• What is expected: Copy out the stretch from "The result is" through "and back again." in the Yo La Tengo album review below, word for word.

For a record constructed in such an unconventional, informal manner, Yo La Tengo’s There’s A Riot Going On is surprisingly structural

Despite the intriguing novelty of There’s A Riot Going On’s back story, perhaps its most striking departure—as well as a subtle key to its effectiveness—is largely structural. The 15-track album has a carefully balanced form, with its 64 minutes divided about evenly between five lengthier, drone- and/or groove-based pieces (either fully or partially instrumental) and 10 more typically song-like cuts (ordered in a neatly symmetrical arrangement).

The longer pieces appear as bookends—“You Are Here” and “Here You Are” (the titles fittingly, if perhaps unintentionally, recall their great recent Man Forever collaboration, “You Were Never Here”)—and as a cluster of three in the middle of the album (least characteristic, most fully ambient piece “Shortwave,” somewhere between Tim Hecker and Julianna Barwick, is at the exact midpoint). Meanwhile, the songs, which range from classically mild fuzz-rocker “For You Too” to a slack, wispy cover of Michael Hurley’s “Polynesia” to cutesy beatbox bossa “Esportes Casual,” are arrayed in two sets of five apiece, one on either “side.”

The result is an intriguingly fluid listen. Unlike some Yo La Tengo albums that offer a motley smörgåsbord, veering from style to style, this one drifts gradually, casually from coherence to abstraction and back again.

• Data segment:
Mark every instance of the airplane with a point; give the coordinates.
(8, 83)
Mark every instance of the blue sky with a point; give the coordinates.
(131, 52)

• Response below:
The result is an intriguingly fluid listen. Unlike some Yo La Tengo albums that offer a motley smörgåsbord, veering from style to style, this one drifts gradually, casually from coherence to abstraction and back again.